- _Aim of the exercise_
Restate the whole listing exactly.

>>>

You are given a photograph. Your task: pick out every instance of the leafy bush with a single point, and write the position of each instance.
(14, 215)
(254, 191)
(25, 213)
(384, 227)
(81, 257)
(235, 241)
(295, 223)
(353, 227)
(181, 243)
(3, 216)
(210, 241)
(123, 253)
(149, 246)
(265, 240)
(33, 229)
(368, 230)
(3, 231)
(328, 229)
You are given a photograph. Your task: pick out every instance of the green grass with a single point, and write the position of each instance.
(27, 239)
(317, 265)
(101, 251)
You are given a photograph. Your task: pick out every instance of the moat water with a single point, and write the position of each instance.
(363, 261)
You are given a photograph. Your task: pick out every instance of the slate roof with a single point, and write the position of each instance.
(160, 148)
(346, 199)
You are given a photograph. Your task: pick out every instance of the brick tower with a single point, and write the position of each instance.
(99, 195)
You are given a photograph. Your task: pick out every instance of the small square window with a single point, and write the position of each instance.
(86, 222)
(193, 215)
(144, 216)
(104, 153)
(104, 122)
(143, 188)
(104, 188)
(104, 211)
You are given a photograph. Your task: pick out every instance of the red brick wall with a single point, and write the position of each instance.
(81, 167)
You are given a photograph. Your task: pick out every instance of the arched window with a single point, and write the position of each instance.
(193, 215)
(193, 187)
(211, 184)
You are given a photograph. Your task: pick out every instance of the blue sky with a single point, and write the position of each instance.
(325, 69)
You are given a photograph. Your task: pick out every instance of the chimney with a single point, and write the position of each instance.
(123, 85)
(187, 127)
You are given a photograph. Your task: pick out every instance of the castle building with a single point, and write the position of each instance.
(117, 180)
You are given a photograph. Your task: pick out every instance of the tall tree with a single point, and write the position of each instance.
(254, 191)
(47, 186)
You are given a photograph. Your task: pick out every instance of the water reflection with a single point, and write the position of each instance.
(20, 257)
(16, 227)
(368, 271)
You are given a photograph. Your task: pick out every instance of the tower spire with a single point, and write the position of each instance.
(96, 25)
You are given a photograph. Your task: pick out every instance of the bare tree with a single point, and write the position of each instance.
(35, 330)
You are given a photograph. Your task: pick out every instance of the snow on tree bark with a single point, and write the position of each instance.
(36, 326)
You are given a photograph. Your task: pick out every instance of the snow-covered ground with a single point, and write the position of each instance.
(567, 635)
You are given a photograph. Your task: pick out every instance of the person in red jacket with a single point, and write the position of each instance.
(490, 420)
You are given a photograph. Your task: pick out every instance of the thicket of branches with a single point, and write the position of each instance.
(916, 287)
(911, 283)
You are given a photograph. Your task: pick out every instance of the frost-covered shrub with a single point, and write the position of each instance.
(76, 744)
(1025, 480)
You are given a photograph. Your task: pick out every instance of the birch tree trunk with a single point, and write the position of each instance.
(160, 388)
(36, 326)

<<<

- _Result for this exercise_
You are given a photograph. Your task: pick out every instance of the leafy bush with a single point, and write the position of each instance.
(14, 215)
(254, 191)
(25, 213)
(384, 227)
(81, 257)
(235, 241)
(295, 223)
(353, 227)
(181, 243)
(3, 216)
(210, 241)
(123, 253)
(149, 246)
(265, 240)
(33, 229)
(368, 230)
(3, 231)
(328, 229)
You are given a photograph. Your task: pick out every instance of the green grass with a single point, and write the position of each instance.
(27, 239)
(317, 265)
(101, 251)
You are given a photograph. Your task: pick out every instance of the moat water with a single point, and write the position of each instance.
(363, 261)
You are given a photograph. Your task: pick out every instance of the slate roof with a single point, and write the position of each instance.
(160, 148)
(346, 199)
You are given a photograph. Your task: pick out every instance of the brick tower with a single point, and write the position of each instance.
(99, 195)
You are given a photograph. Your task: pick out every instance of the small square window with a single point, and write the position of each instance.
(86, 222)
(193, 215)
(144, 216)
(104, 153)
(104, 122)
(143, 188)
(104, 188)
(104, 211)
You are given a photograph. Your task: pick out every instance of the red brick wall with a single point, and write the position of each instance.
(81, 167)
You are given a photograph. Your task: pick out every instance of the arched window with a single point, and write the position of each instance.
(193, 215)
(193, 187)
(211, 184)
You are given a photograph. Your task: pick out every instance of the blue sky with a single point, and write the position of each instance.
(325, 69)
You are given a photograph. Your task: pick out every instance of the chimney with a single point, and write the position of each instance.
(123, 85)
(187, 127)
You are given a photograph. Your task: pick out every instance of the castle building with a single point, and write the position of each instance.
(117, 180)
You are given a photograph. Your task: pick out every instance of the tall tree with a single point, and write the position of each instance.
(254, 191)
(47, 186)
You are given a photograph. Your task: pick out every instance of the water reflection with a single point, and write the position of each instance.
(20, 257)
(16, 227)
(368, 271)
You are given a photograph. Your task: pick out every instance of the tower spire with a single point, and write the position of each instance.
(96, 25)
You are given a photograph. Your task: pick out every instance of the bare tree with a single point, and write the position of each instance.
(35, 330)
You are given a photograph. Your task: pick out every instance of the snow on tree bark with a single point, and write the position of each instance.
(36, 326)
You are given a photograph. Your task: pick out every instance of the snow-covered ground with a single point, and write the position of each instance.
(567, 635)
You are given a photograph. Your task: pick out every instance of the person in red jacket with a single point, and write the position of each instance.
(490, 420)
You are given a photograph. Your task: pick out every instance of the thicket of branches with a single point, and write the position of each instance.
(916, 287)
(911, 283)
You are given a photograph. Your task: pick out every instance of the frost-covered shrub with a single point, and write the position of each instance.
(76, 744)
(1025, 480)
You are given a photograph. Your task: pick out every instance of the birch tree trunk with a single point, and write the position of each instance.
(160, 388)
(36, 326)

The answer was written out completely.